------ TEXTE CHOISI

Mais, avec des horizons chargés sur le plan épidémique, les états de service en santé publique de la candidate chinoise n’ont pas été non plus pour rien dans son succès. Après des études qu’elle a faites au Canada avec son mari, le Dr David Chan, à l’université de Western Ontario (elle a la double nationalité chinoise et canadienne), elle a effectué sa carrière à partir de 1978 au sein du département de la santé publique de Hong Kong.
Nommée directrice de la Santé en 1994, au cours des neuf années passées à ce poste, elle a mis en place de nouveaux services de prévention et de promotion de la santé. Elle est aussi à l’origine d’initiatives destinées à améliorer la surveillance et l’action dans le domaine des maladies transmissibles, à renforcer la formation des professionnels de la santé publique et à resserrer les liens de collaboration entre les échelons locaux et internationaux de surveillance.

------------

TRAVAIL À FAIRE:
A. Répondez à ces questions sur le texte choisi :
(i) Dans quelle université la candidate chinoise a-t-elle fait ses études au Canada ?
(ii) En quelle année a-t-elle été nommée directrice de la Santé ?
(iii) Pendant combien d'années a-t-elle occupé ce poste de directrice de la Santé ?
B. Résumez le texte choisi en deux phrases.
C. Recopiez le texte choisi à partir de « Mais, avec des » jusqu'à « de Hong Kong. » compris.

------ JEU DE DONNÉES

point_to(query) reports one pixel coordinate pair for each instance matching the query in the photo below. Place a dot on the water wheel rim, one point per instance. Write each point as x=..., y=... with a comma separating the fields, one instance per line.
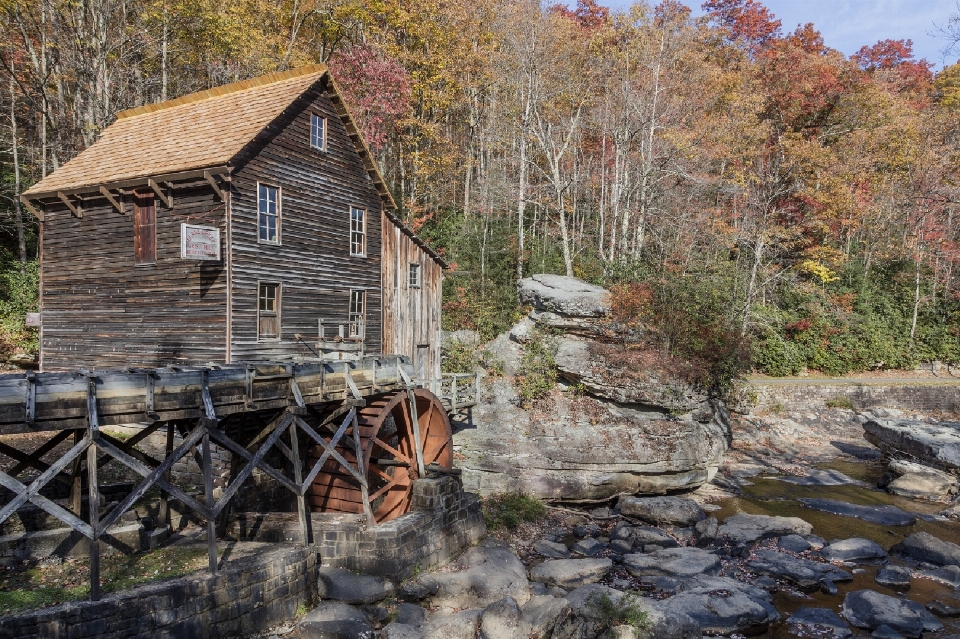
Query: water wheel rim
x=390, y=488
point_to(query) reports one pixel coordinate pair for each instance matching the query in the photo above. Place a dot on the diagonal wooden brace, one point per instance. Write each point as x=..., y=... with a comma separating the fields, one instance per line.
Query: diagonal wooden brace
x=27, y=493
x=152, y=477
x=329, y=451
x=254, y=462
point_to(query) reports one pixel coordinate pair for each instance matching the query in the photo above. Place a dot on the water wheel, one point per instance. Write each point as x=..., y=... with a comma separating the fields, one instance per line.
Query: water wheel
x=387, y=440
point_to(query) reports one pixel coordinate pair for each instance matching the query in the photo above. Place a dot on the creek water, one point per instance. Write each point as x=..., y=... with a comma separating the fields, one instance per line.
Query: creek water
x=768, y=496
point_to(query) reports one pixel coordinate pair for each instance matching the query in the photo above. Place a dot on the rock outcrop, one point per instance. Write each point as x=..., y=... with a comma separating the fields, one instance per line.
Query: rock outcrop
x=631, y=427
x=935, y=444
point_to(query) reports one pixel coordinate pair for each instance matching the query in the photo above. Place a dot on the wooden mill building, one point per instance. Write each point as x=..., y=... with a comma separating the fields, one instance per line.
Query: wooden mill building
x=235, y=224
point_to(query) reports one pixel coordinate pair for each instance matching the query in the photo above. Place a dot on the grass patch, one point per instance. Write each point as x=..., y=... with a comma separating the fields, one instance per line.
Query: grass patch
x=840, y=402
x=627, y=611
x=509, y=510
x=46, y=584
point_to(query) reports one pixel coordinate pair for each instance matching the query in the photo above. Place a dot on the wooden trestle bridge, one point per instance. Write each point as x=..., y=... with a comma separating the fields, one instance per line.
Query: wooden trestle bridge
x=355, y=434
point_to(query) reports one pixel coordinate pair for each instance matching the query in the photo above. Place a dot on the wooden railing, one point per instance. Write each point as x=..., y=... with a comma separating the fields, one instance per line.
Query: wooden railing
x=455, y=390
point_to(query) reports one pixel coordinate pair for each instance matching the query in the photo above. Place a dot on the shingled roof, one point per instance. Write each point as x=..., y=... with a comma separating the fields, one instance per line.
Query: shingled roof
x=200, y=131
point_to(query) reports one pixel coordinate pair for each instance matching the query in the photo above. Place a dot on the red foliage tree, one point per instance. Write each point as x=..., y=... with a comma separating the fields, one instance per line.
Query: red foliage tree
x=896, y=55
x=749, y=22
x=376, y=87
x=589, y=15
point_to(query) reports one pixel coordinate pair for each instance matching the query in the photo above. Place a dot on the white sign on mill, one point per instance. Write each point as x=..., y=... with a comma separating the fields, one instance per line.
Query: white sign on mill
x=199, y=242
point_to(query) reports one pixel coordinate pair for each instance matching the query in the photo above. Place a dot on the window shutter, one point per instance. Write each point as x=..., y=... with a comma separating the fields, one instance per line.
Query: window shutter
x=144, y=229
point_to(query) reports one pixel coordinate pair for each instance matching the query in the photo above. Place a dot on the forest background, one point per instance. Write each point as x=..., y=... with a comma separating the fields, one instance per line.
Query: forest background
x=755, y=199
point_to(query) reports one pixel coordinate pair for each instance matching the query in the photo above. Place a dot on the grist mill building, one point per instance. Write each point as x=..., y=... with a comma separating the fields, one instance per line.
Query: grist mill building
x=248, y=222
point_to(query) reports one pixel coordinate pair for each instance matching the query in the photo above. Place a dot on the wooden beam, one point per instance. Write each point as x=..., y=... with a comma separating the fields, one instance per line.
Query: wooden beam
x=123, y=184
x=216, y=187
x=116, y=204
x=36, y=213
x=167, y=201
x=77, y=211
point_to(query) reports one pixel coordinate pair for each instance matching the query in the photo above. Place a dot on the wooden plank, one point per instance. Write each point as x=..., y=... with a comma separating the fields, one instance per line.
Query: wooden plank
x=208, y=493
x=112, y=200
x=76, y=210
x=93, y=508
x=42, y=480
x=49, y=506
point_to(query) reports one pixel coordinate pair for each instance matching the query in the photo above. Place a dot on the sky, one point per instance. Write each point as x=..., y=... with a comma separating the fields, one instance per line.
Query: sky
x=847, y=25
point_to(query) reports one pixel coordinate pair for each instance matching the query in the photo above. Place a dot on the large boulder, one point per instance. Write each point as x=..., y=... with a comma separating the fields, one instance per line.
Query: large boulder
x=334, y=620
x=662, y=622
x=672, y=511
x=342, y=585
x=923, y=546
x=870, y=610
x=819, y=622
x=482, y=575
x=604, y=372
x=723, y=609
x=564, y=295
x=934, y=444
x=921, y=482
x=851, y=549
x=745, y=528
x=805, y=573
x=883, y=515
x=614, y=449
x=570, y=573
x=672, y=562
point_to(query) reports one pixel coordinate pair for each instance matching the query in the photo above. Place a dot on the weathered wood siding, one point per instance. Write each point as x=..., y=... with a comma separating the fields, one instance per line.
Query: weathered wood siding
x=312, y=262
x=100, y=311
x=411, y=316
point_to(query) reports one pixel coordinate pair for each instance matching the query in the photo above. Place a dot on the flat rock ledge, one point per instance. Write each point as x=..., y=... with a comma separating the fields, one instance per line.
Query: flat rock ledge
x=571, y=573
x=745, y=528
x=934, y=444
x=869, y=610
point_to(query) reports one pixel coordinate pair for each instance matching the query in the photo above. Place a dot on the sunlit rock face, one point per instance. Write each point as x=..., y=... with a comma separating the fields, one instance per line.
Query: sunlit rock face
x=622, y=423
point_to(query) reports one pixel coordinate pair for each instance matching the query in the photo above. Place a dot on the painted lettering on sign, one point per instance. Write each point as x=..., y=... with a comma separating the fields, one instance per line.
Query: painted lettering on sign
x=199, y=242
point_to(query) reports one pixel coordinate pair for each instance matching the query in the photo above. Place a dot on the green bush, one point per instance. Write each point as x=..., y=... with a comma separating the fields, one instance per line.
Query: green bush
x=840, y=402
x=538, y=368
x=509, y=510
x=628, y=611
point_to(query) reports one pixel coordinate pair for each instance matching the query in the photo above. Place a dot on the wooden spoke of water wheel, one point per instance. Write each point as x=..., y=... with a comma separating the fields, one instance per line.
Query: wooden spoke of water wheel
x=388, y=443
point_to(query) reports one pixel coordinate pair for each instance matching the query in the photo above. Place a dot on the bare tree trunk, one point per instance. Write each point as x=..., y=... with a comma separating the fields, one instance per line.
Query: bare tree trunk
x=916, y=297
x=17, y=213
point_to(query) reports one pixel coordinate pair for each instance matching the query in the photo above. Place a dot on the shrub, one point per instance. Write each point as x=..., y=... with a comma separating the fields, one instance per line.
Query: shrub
x=509, y=510
x=458, y=357
x=538, y=368
x=628, y=611
x=840, y=402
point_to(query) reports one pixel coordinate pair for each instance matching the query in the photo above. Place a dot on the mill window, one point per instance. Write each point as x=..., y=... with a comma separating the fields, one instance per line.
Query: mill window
x=318, y=132
x=414, y=276
x=358, y=300
x=358, y=231
x=144, y=229
x=268, y=310
x=268, y=206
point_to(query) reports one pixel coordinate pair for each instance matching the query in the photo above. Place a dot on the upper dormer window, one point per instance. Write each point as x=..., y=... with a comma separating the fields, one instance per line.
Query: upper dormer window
x=144, y=229
x=318, y=132
x=268, y=207
x=358, y=231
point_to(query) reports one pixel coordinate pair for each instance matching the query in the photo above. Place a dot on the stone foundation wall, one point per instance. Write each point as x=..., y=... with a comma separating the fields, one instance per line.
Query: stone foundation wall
x=933, y=398
x=248, y=595
x=443, y=521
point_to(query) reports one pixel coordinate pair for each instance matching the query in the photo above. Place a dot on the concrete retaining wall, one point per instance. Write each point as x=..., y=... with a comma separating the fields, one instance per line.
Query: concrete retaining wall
x=931, y=398
x=249, y=595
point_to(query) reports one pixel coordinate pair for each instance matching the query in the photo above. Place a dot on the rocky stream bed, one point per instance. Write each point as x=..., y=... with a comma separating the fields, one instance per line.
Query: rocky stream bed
x=669, y=509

------------

RÉPONSES ATTENDUES:
A.
(i) À l'université de Western Ontario.
(ii) En 1994.
(iii) Pendant neuf ans.

B. La candidate chinoise a fait ses études au Canada, à l'université de Western Ontario, puis elle a travaillé à partir de 1978 au département de la santé publique de Hong Kong. Nommée directrice de la Santé en 1994, elle a créé pendant neuf ans de nouveaux services de prévention et de promotion de la santé, et elle a lancé des initiatives pour mieux surveiller les maladies transmissibles et agir contre elles, mieux former les professionnels de la santé publique et rapprocher les échelons locaux et internationaux de surveillance.

C.
Mais, avec des horizons chargés sur le plan épidémique, les états de service en santé publique de la candidate chinoise n’ont pas été non plus pour rien dans son succès. Après des études qu’elle a faites au Canada avec son mari, le Dr David Chan, à l’université de Western Ontario (elle a la double nationalité chinoise et canadienne), elle a effectué sa carrière à partir de 1978 au sein du département de la santé publique de Hong Kong.